──────── Supplied entries ────────

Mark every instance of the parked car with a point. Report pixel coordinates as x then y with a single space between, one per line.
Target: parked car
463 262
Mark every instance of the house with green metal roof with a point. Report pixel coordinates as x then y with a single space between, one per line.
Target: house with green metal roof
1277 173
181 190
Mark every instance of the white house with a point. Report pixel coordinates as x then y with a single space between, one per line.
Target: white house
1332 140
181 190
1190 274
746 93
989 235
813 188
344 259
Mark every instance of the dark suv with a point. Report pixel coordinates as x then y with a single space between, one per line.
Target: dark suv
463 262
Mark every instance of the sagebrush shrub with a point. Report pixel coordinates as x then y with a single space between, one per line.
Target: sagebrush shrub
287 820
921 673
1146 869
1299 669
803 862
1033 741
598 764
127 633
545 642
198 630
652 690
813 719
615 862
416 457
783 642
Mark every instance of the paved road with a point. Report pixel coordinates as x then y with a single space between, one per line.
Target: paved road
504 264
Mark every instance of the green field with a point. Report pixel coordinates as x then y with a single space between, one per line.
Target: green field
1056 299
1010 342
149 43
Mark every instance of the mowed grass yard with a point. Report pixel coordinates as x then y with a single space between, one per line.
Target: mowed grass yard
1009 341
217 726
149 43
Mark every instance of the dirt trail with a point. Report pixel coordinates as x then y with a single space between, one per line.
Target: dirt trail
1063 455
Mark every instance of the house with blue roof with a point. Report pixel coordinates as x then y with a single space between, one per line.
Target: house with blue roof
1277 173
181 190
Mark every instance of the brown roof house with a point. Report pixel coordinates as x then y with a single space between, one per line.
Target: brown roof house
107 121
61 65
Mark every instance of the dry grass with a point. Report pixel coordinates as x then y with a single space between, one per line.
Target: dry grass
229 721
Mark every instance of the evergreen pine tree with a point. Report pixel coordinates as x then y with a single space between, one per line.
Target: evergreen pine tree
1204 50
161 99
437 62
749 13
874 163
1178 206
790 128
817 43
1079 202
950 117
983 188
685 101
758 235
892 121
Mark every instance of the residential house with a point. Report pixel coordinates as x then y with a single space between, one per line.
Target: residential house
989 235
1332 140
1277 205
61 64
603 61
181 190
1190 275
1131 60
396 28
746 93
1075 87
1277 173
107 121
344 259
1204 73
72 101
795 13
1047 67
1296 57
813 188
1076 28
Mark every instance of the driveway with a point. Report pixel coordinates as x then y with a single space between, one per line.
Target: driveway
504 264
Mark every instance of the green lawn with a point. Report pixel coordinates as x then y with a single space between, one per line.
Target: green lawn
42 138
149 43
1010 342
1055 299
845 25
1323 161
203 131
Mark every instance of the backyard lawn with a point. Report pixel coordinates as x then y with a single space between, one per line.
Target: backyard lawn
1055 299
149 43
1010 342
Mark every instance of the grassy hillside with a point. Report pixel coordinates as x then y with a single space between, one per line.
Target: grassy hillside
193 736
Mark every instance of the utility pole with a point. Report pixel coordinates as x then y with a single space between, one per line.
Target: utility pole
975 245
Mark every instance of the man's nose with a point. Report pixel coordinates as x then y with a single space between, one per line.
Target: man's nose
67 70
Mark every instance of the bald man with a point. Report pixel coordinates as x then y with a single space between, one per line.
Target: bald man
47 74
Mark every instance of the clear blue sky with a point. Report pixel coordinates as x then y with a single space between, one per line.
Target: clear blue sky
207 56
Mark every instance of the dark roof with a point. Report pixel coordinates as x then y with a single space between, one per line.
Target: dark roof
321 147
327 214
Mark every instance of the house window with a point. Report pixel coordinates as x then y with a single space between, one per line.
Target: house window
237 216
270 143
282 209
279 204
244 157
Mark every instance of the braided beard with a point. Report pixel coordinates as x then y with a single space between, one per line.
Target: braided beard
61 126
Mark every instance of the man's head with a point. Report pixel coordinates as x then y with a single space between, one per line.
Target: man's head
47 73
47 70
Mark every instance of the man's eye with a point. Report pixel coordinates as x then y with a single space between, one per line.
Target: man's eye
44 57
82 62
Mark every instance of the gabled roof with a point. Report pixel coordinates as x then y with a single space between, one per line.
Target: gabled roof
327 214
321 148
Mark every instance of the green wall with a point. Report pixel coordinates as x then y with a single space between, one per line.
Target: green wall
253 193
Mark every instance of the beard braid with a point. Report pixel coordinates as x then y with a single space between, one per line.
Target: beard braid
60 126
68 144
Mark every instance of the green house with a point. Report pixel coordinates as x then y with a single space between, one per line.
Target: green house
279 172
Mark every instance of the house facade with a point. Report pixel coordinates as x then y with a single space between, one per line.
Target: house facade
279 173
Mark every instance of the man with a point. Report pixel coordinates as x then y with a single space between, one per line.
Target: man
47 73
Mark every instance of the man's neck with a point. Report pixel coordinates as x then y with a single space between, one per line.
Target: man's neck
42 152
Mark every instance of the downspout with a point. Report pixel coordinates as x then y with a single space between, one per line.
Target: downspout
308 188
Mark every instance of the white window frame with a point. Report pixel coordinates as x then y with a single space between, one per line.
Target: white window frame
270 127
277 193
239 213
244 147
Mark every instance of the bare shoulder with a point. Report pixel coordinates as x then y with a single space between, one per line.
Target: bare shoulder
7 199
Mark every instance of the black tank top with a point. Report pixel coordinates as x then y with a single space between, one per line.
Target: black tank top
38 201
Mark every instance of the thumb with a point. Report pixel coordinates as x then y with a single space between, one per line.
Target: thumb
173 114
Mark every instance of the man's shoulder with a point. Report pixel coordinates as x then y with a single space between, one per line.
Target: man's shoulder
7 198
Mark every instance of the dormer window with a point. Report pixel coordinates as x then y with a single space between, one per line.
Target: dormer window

────────

Task prompt → Could you write out all the records above again, substituting "a comma" for every "a single space" and leaving everything else unchanged?

Task solution →
Mark every instance of the parked car with a point. Report pixel coordinates as x then y with a comma between, one per line.
Target: parked car
463 262
Mark every instance of the house with green metal roof with a point. Report pixel coordinates as x then y with a comma between, one per line.
Target: house with green metal roof
1277 173
181 190
Mark every instance of the white house with a point. Report pixel coordinates as x then y with a comma between, one per line.
Target: white house
1332 140
181 190
1190 274
746 93
989 235
813 188
344 259
Mark every instance of the dark suv with a point. Report pixel coordinates as x then y with a comma between, one per line.
Target: dark suv
463 262
Mark every instance of the sagebrush shrub with a point. Report pixel coordinates as x then y with a comma between, one per line.
Target: sagebrush shrub
287 820
921 673
1146 869
1299 669
803 862
1033 741
598 764
127 633
545 642
198 630
652 690
813 719
615 862
416 457
783 642
Mark every instance of the paved road with a point. Report pixel coordinates as x then y with a comma between, one per line.
Target: paved road
504 264
Mark every instance of the green field with a point. Report pixel coordinates as x then y with a comma between, one per line.
Target: green field
1056 299
1010 342
149 43
Mark every instance of the mowed grass yard with a point. Report pixel coordinates as x then y with a comma between, one per line.
Target: mowed grass yard
1009 341
217 726
149 43
Mark every instance of the dirt trail with a point. Report pixel coordinates as x then y with a comma between, one per line.
Target: dirt trail
1063 455
Mark every instance of the house with blue roof with a point. Report pixel coordinates as x then y with a comma between, one per line.
Target: house with blue roof
1277 173
181 190
Mark every instance of the brown roof house with a point. Report pixel coordinates as x then y with a comma between, one per line.
Target: brown roof house
107 121
61 65
Mark every instance of the dry grass with a point. Report pixel coordinates as x then y with a comma between, one per line.
Target: dry grass
229 721
Mark every instance of the evergreen pine tree with a point. Report pixel coordinates as x then y with a comma between, one per line.
Target: evergreen pine tree
1204 50
161 99
437 62
749 13
874 163
1178 206
790 128
817 43
1079 202
950 117
983 188
685 101
758 235
892 121
Mark every instance of the residential house with a point. Report pixel coordinates as x then y with a comma between, one per line.
Target: residential house
989 235
1332 140
1277 205
61 64
603 61
181 190
1190 275
1131 60
396 28
746 93
1075 87
1277 173
107 121
344 259
1204 73
72 101
795 13
1047 67
1296 57
813 188
1076 28
Mark every instance of the driveway with a point. Report pixel coordinates as x then y with a comma between, one per line.
Target: driveway
504 264
Mark every instance of the green lawn with a point. Report pixel coordinates as x then y with a comma between, one per line.
Target: green lawn
42 138
149 43
1010 342
1055 299
845 25
1323 161
203 131
Mark every instance of the backyard lawn with a point. Report pixel coordinates as x then y with a comma between, one per line.
Target: backyard lawn
1055 299
149 43
1010 342
Mark every instance of the grassy hillside with a point. Report pixel coordinates as x then y with a comma between, one per line.
Target: grassy hillside
193 736
Mark every instance of the utility pole with a point. Report pixel coordinates as x then y with a comma between, one per line.
Target: utility pole
975 245
Mark every instance of the man's nose with a point. Report pixel coordinates as x then y with a comma between, one per line.
Target: man's nose
67 70
Mark every instance of the bald man with a point. Report pixel coordinates as x then y with a comma between, one per line.
Target: bald man
47 74
Mark every instance of the clear blue sky with a point. Report pixel coordinates as x then y with a comma between, one per line.
Target: clear blue sky
207 56
Mark every instance of the dark roof with a point. Report pixel coordinates as x then y with a comma between, one per line.
Target: dark roof
321 147
327 214
Mark every instance of the house window with a point. Report pixel coordinates as x then y with a comma between, one per line.
Target: house window
237 216
270 143
282 209
279 204
244 157
Mark every instance of the braided beard with a point. Report pixel coordinates as x then y with a comma between, one per line.
Target: braided beard
61 126
Mark every instance of the man's head with a point. Report pixel coordinates as x then y with a comma between, one per line.
Target: man's head
47 73
47 70
Mark every instance of the man's eye with a point. Report pixel coordinates as x then y with a comma between, one per line.
Target: man's eye
44 57
82 62
Mark every instance of the gabled roof with a point. Report pixel coordinates as x then y with a comma between, one per line.
Target: gabled roof
327 214
321 148
Mark every instance of the green wall with a point. Report pixel coordinates as x then y with a comma between, one per line.
Target: green wall
253 193
Mark every instance of the beard braid with a point. Report pixel coordinates as x then y with a comma between, one per line.
Target: beard braid
60 126
68 144
Mark every instance of the green house with a point. Report pixel coordinates as x then y with a comma between, one per line.
Target: green house
279 172
Mark every instance of the house facade with a point. Report pixel coordinates as x then y with a comma between, one per line.
Target: house facade
279 173
Mark every instance of the man with a point. Report pixel coordinates as x then y with a comma between, one per line.
Target: man
47 73
Mark every instance of the man's neck with a point. Report pixel coordinates as x then y with a comma between, one per line.
Target: man's neck
42 152
Mark every instance of the downspout with a point. Report pixel coordinates as x then y with a comma between, one per line.
Target: downspout
308 188
Mark every instance of the white window frame with a point. Report pixel coordinates as x then y with a comma between, one per line.
Target: white window frame
270 127
277 193
239 213
244 147
Mark every instance of the bare shoulder with a point. Report pixel coordinates as x then y with a comma between, one per line.
Target: bare shoulder
7 199
Mark every instance of the black tank top with a point. Report pixel coordinates as x then y with a comma between, one per line.
Target: black tank top
38 201
Mark every instance of the thumb with a point. Report pixel coordinates as x then y with a comma between, one per line.
Target: thumb
173 114
Mark every instance of the man's shoulder with a point. Report pixel coordinates as x then y with a comma between, one per line.
Target: man's shoulder
7 198
Mark every instance of the dormer window with a point. Report pixel coordinates as x then y with a comma between, one per line.
Target: dormer window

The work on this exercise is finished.